Records shown:
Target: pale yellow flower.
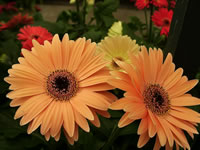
[108,21,123,37]
[87,0,95,5]
[97,35,140,70]
[69,0,76,4]
[69,0,95,5]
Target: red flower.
[135,0,149,9]
[0,2,18,13]
[0,5,3,14]
[17,26,53,50]
[0,13,33,31]
[152,8,173,35]
[35,5,41,11]
[152,0,168,7]
[4,2,18,11]
[160,26,170,36]
[170,0,176,8]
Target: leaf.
[33,12,44,22]
[56,11,72,23]
[119,121,139,136]
[83,27,106,42]
[94,0,119,28]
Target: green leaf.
[56,11,72,23]
[33,12,44,21]
[119,121,139,136]
[83,28,104,42]
[94,0,119,28]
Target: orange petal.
[50,34,62,69]
[27,112,44,134]
[70,98,94,120]
[168,80,198,98]
[129,105,147,119]
[165,115,198,133]
[118,112,134,128]
[20,97,52,126]
[156,122,167,146]
[85,83,114,91]
[147,117,157,138]
[163,68,183,90]
[137,117,148,135]
[90,109,100,127]
[156,53,175,83]
[109,97,137,110]
[63,101,75,137]
[54,132,61,141]
[157,117,174,147]
[44,131,50,141]
[170,95,200,106]
[137,132,149,148]
[78,90,110,110]
[95,109,110,118]
[74,109,90,132]
[123,100,144,112]
[10,97,29,107]
[67,38,85,72]
[50,101,63,137]
[64,130,74,145]
[40,101,56,135]
[22,49,48,76]
[108,79,134,92]
[169,109,200,123]
[153,136,161,150]
[6,87,45,99]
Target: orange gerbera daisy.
[5,34,115,144]
[109,47,200,149]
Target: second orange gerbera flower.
[5,34,115,144]
[109,47,200,149]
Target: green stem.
[83,0,87,24]
[102,124,119,150]
[149,4,153,42]
[144,7,149,31]
[76,0,80,13]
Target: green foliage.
[0,0,200,150]
[94,0,119,28]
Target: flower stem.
[83,0,87,24]
[76,0,80,13]
[149,4,153,42]
[101,124,119,150]
[76,0,81,23]
[144,7,149,32]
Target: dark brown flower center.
[111,57,123,69]
[31,35,39,40]
[163,19,170,26]
[46,70,78,100]
[143,84,170,115]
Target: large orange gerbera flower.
[5,34,115,144]
[109,47,200,149]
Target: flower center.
[163,19,170,26]
[31,35,39,40]
[143,84,170,115]
[46,70,78,100]
[111,57,123,69]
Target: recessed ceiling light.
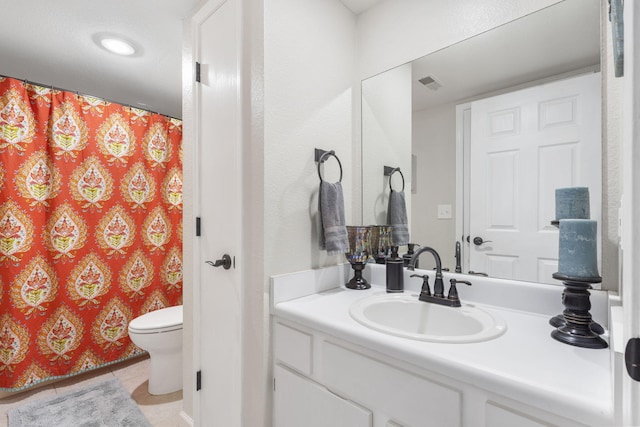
[100,37,136,56]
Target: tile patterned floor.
[0,356,182,427]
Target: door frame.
[616,1,640,425]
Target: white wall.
[411,104,456,271]
[358,0,559,78]
[362,65,415,227]
[264,0,356,277]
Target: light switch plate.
[438,205,452,219]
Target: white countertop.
[273,266,613,425]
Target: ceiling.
[0,0,198,117]
[0,0,381,117]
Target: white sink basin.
[349,294,507,343]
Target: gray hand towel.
[319,181,349,255]
[387,190,409,246]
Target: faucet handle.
[447,279,471,301]
[409,274,431,297]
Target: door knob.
[473,236,491,246]
[205,254,231,270]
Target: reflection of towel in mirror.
[319,181,349,255]
[387,190,409,246]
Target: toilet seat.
[129,305,182,334]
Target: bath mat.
[8,378,151,427]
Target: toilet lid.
[129,305,182,334]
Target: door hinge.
[624,338,640,381]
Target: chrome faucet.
[407,246,471,307]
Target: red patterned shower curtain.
[0,77,182,390]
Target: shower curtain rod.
[0,74,182,121]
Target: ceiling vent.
[418,76,442,91]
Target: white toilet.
[129,305,182,394]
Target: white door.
[469,73,601,284]
[194,0,242,427]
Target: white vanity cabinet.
[273,322,584,427]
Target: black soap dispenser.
[386,246,404,293]
[402,243,420,268]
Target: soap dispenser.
[402,243,420,268]
[386,246,404,293]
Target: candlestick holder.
[371,225,393,264]
[549,273,608,348]
[344,225,371,289]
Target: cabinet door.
[273,365,372,427]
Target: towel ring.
[389,168,404,191]
[318,150,342,182]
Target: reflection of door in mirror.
[464,73,601,284]
[361,0,604,281]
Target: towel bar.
[384,166,404,191]
[315,148,342,182]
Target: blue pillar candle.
[558,219,600,283]
[556,187,590,220]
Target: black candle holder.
[549,273,609,348]
[344,225,372,289]
[345,262,371,289]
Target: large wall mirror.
[362,0,602,285]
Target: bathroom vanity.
[272,265,614,427]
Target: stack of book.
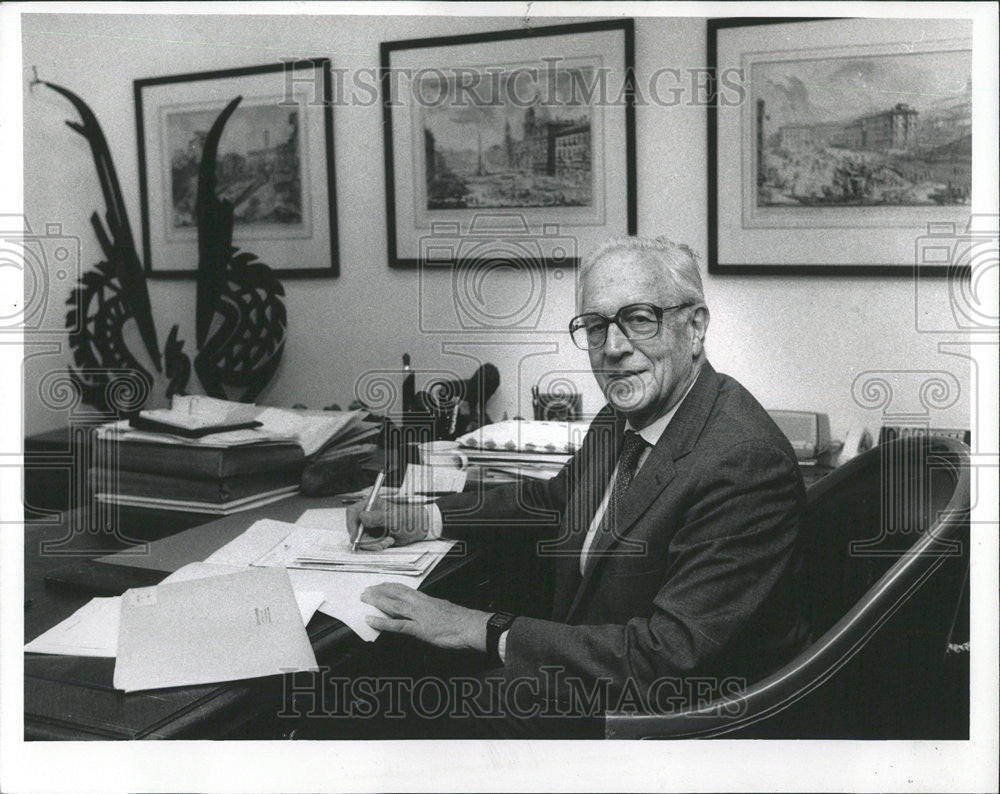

Stated goal: Output the lines from the one containing "Target: ceiling." through the one containing "[361,0,604,281]" as a Markdown table with columns No. and Line, numbering each line in order and leaving out blank lines.

Result for this task:
| No. | Line |
|---|---|
| 1 | Target: ceiling. |
| 2 | [0,0,198,117] |
| 3 | [0,0,381,117] |
| 4 | Target: white sink basin. |
| 5 | [349,294,507,343] |
| 6 | Target: gray hand towel. |
| 7 | [319,181,349,255] |
| 8 | [387,190,409,246] |
| 9 | Target: faucet handle. |
| 10 | [447,279,471,301] |
| 11 | [409,274,431,297] |
| 12 | Target: door knob. |
| 13 | [473,236,491,246] |
| 14 | [205,254,231,270] |
| 15 | Target: reflection of towel in mirror. |
| 16 | [319,181,349,255] |
| 17 | [387,190,409,246] |
| 18 | Target: toilet seat. |
| 19 | [129,305,182,334] |
| 20 | Target: bath mat. |
| 21 | [8,378,151,427] |
| 22 | Target: toilet lid. |
| 23 | [129,305,182,334] |
| 24 | Target: door hinge. |
| 25 | [624,338,640,381] |
| 26 | Target: chrome faucet. |
| 27 | [407,246,471,307] |
| 28 | Target: red patterned shower curtain. |
| 29 | [0,77,182,390] |
| 30 | Target: shower curtain rod. |
| 31 | [0,74,182,121] |
| 32 | Target: ceiling vent. |
| 33 | [418,76,442,91] |
| 34 | Target: white toilet. |
| 35 | [129,305,182,394] |
| 36 | Target: white door. |
| 37 | [469,73,601,284] |
| 38 | [194,0,242,427] |
| 39 | Target: white vanity cabinet. |
| 40 | [273,322,584,427] |
| 41 | Target: black soap dispenser. |
| 42 | [386,246,404,293] |
| 43 | [402,243,420,268] |
| 44 | Target: soap dispenser. |
| 45 | [402,243,420,268] |
| 46 | [386,246,404,293] |
| 47 | Target: candlestick holder. |
| 48 | [371,225,393,264] |
| 49 | [549,273,608,348] |
| 50 | [344,225,371,289] |
| 51 | Target: cabinet door. |
| 52 | [273,365,372,427] |
| 53 | Target: towel ring. |
| 54 | [389,168,404,191] |
| 55 | [318,150,342,182] |
| 56 | Target: reflection of door in mirror. |
| 57 | [464,73,601,284] |
| 58 | [361,0,604,281] |